TRAVAIL DEMANDÉ:
Recopiez sans la moindre modification l'ensemble des données qui suivent.

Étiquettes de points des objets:
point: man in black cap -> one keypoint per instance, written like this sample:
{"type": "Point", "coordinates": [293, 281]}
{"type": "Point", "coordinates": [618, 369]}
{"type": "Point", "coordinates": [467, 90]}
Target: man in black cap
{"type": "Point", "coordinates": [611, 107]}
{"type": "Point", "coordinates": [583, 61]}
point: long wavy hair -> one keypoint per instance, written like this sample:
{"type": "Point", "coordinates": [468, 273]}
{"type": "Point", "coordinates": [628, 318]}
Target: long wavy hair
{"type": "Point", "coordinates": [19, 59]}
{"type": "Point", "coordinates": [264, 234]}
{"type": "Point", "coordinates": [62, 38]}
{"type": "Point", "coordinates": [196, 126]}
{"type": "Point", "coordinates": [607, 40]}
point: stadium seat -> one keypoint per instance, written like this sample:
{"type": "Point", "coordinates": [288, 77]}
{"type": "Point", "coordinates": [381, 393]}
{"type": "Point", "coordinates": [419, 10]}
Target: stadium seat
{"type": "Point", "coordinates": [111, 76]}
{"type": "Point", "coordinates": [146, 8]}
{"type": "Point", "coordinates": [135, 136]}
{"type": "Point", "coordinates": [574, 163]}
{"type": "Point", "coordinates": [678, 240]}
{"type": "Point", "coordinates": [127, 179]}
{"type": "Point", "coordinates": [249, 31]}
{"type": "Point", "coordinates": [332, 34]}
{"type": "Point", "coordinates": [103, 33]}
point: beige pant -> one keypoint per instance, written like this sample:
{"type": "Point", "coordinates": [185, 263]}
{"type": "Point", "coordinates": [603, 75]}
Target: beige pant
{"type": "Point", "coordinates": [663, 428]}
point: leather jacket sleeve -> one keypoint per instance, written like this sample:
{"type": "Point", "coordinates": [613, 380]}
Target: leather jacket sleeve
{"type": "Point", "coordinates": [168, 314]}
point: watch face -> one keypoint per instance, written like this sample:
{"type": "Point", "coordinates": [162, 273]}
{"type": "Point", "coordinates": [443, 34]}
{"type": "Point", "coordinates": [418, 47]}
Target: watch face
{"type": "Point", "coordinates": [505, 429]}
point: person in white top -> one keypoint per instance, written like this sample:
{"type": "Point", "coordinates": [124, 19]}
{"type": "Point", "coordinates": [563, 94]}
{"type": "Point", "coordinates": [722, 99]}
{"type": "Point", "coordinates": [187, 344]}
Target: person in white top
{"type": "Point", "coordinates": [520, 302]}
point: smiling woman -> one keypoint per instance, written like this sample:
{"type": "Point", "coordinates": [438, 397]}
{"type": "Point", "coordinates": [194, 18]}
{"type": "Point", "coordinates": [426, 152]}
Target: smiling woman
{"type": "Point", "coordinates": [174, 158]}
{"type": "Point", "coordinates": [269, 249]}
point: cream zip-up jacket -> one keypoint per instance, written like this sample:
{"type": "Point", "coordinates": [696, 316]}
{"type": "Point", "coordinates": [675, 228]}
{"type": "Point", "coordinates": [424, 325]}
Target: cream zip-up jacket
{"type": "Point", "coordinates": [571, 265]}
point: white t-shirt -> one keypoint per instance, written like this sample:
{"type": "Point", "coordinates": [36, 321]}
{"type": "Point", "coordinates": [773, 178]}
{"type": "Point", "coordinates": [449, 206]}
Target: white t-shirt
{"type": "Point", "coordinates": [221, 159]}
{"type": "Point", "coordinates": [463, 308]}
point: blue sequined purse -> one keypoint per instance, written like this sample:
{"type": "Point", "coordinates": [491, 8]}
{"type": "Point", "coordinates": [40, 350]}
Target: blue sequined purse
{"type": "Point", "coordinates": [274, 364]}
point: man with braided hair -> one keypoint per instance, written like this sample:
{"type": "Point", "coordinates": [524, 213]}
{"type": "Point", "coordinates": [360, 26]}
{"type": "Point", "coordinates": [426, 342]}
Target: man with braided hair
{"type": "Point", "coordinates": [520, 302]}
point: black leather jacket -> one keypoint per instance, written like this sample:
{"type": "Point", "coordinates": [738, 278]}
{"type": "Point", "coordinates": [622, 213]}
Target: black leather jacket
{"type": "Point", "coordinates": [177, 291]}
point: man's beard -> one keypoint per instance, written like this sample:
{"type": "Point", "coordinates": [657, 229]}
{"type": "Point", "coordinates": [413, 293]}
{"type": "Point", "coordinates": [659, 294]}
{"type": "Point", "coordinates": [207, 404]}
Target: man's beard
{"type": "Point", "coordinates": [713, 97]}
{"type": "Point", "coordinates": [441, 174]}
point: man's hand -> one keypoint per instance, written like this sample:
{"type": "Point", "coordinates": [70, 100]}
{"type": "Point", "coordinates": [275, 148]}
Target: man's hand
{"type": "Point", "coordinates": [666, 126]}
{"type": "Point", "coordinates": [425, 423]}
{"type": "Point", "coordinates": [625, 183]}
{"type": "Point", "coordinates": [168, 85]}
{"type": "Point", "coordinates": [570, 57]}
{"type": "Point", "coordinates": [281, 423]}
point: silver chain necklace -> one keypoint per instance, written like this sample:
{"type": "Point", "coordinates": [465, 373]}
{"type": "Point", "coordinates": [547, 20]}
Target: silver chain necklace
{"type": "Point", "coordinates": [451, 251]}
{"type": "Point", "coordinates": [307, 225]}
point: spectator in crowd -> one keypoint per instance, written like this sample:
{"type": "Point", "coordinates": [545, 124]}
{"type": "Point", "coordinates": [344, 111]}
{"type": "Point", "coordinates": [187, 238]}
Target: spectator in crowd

RÉSULTAT OBTENU:
point: man in black cap -> one keypoint per instance, written like this sample:
{"type": "Point", "coordinates": [293, 281]}
{"type": "Point", "coordinates": [618, 369]}
{"type": "Point", "coordinates": [467, 90]}
Target: man in black cap
{"type": "Point", "coordinates": [611, 107]}
{"type": "Point", "coordinates": [583, 61]}
point: long wavy hair -> one keypoint per instance, written like this sample:
{"type": "Point", "coordinates": [468, 273]}
{"type": "Point", "coordinates": [628, 318]}
Target: long wavy hair
{"type": "Point", "coordinates": [19, 59]}
{"type": "Point", "coordinates": [264, 234]}
{"type": "Point", "coordinates": [62, 38]}
{"type": "Point", "coordinates": [196, 126]}
{"type": "Point", "coordinates": [607, 40]}
point: stadium seat -> one keypoint per instance, written like this sample:
{"type": "Point", "coordinates": [288, 77]}
{"type": "Point", "coordinates": [381, 393]}
{"type": "Point", "coordinates": [419, 10]}
Target: stadium seat
{"type": "Point", "coordinates": [111, 76]}
{"type": "Point", "coordinates": [146, 8]}
{"type": "Point", "coordinates": [135, 136]}
{"type": "Point", "coordinates": [574, 163]}
{"type": "Point", "coordinates": [678, 240]}
{"type": "Point", "coordinates": [127, 179]}
{"type": "Point", "coordinates": [249, 31]}
{"type": "Point", "coordinates": [332, 34]}
{"type": "Point", "coordinates": [103, 33]}
point: beige pant -> one keypoint per instance, written like this sample:
{"type": "Point", "coordinates": [185, 263]}
{"type": "Point", "coordinates": [603, 75]}
Target: beige pant
{"type": "Point", "coordinates": [663, 428]}
point: leather jacket sleeve -> one keypoint per instance, written like this sample:
{"type": "Point", "coordinates": [613, 380]}
Target: leather jacket sleeve
{"type": "Point", "coordinates": [168, 314]}
point: watch face -> one keypoint per instance, written like this sample:
{"type": "Point", "coordinates": [162, 273]}
{"type": "Point", "coordinates": [443, 34]}
{"type": "Point", "coordinates": [418, 47]}
Target: watch face
{"type": "Point", "coordinates": [505, 429]}
point: person in white top -> one keypoint per instance, written like this sample:
{"type": "Point", "coordinates": [124, 19]}
{"type": "Point", "coordinates": [563, 94]}
{"type": "Point", "coordinates": [722, 99]}
{"type": "Point", "coordinates": [187, 344]}
Target: person in white top
{"type": "Point", "coordinates": [520, 302]}
point: smiling woman -> one keypoint per instance, written like this sample:
{"type": "Point", "coordinates": [438, 397]}
{"type": "Point", "coordinates": [194, 18]}
{"type": "Point", "coordinates": [426, 152]}
Target: smiling woman
{"type": "Point", "coordinates": [174, 158]}
{"type": "Point", "coordinates": [269, 249]}
point: cream zip-up jacket -> one keypoint per instance, written like this sample:
{"type": "Point", "coordinates": [696, 316]}
{"type": "Point", "coordinates": [675, 228]}
{"type": "Point", "coordinates": [424, 325]}
Target: cream zip-up jacket
{"type": "Point", "coordinates": [571, 265]}
point: white t-shirt -> one keypoint per instance, written like this sample:
{"type": "Point", "coordinates": [36, 321]}
{"type": "Point", "coordinates": [773, 178]}
{"type": "Point", "coordinates": [449, 206]}
Target: white t-shirt
{"type": "Point", "coordinates": [221, 159]}
{"type": "Point", "coordinates": [463, 308]}
point: blue sequined purse -> one keypoint per instance, written like this sample:
{"type": "Point", "coordinates": [491, 8]}
{"type": "Point", "coordinates": [40, 350]}
Target: blue sequined purse
{"type": "Point", "coordinates": [274, 364]}
point: man with braided hair -> one keypoint per instance, written like this sample:
{"type": "Point", "coordinates": [524, 213]}
{"type": "Point", "coordinates": [360, 26]}
{"type": "Point", "coordinates": [426, 342]}
Target: man with braided hair
{"type": "Point", "coordinates": [520, 302]}
point: black leather jacket -> one keypoint per instance, written like this sample:
{"type": "Point", "coordinates": [738, 278]}
{"type": "Point", "coordinates": [622, 213]}
Target: black leather jacket
{"type": "Point", "coordinates": [177, 291]}
point: man's beard -> one keypoint per instance, written like this sample:
{"type": "Point", "coordinates": [657, 229]}
{"type": "Point", "coordinates": [413, 293]}
{"type": "Point", "coordinates": [659, 294]}
{"type": "Point", "coordinates": [207, 404]}
Target: man's beard
{"type": "Point", "coordinates": [713, 97]}
{"type": "Point", "coordinates": [441, 174]}
point: man's hand -> one keypoint per instance, written like this sample:
{"type": "Point", "coordinates": [70, 100]}
{"type": "Point", "coordinates": [275, 148]}
Target: man's hand
{"type": "Point", "coordinates": [666, 126]}
{"type": "Point", "coordinates": [425, 423]}
{"type": "Point", "coordinates": [625, 183]}
{"type": "Point", "coordinates": [168, 85]}
{"type": "Point", "coordinates": [570, 57]}
{"type": "Point", "coordinates": [281, 423]}
point: silver chain necklace -> one keypoint per instance, written like this sample:
{"type": "Point", "coordinates": [465, 373]}
{"type": "Point", "coordinates": [547, 20]}
Target: silver chain necklace
{"type": "Point", "coordinates": [451, 251]}
{"type": "Point", "coordinates": [307, 225]}
point: spectator in crowd -> one keypoint per instance, written like this sample:
{"type": "Point", "coordinates": [545, 124]}
{"type": "Point", "coordinates": [344, 111]}
{"type": "Point", "coordinates": [187, 238]}
Target: spectator in crowd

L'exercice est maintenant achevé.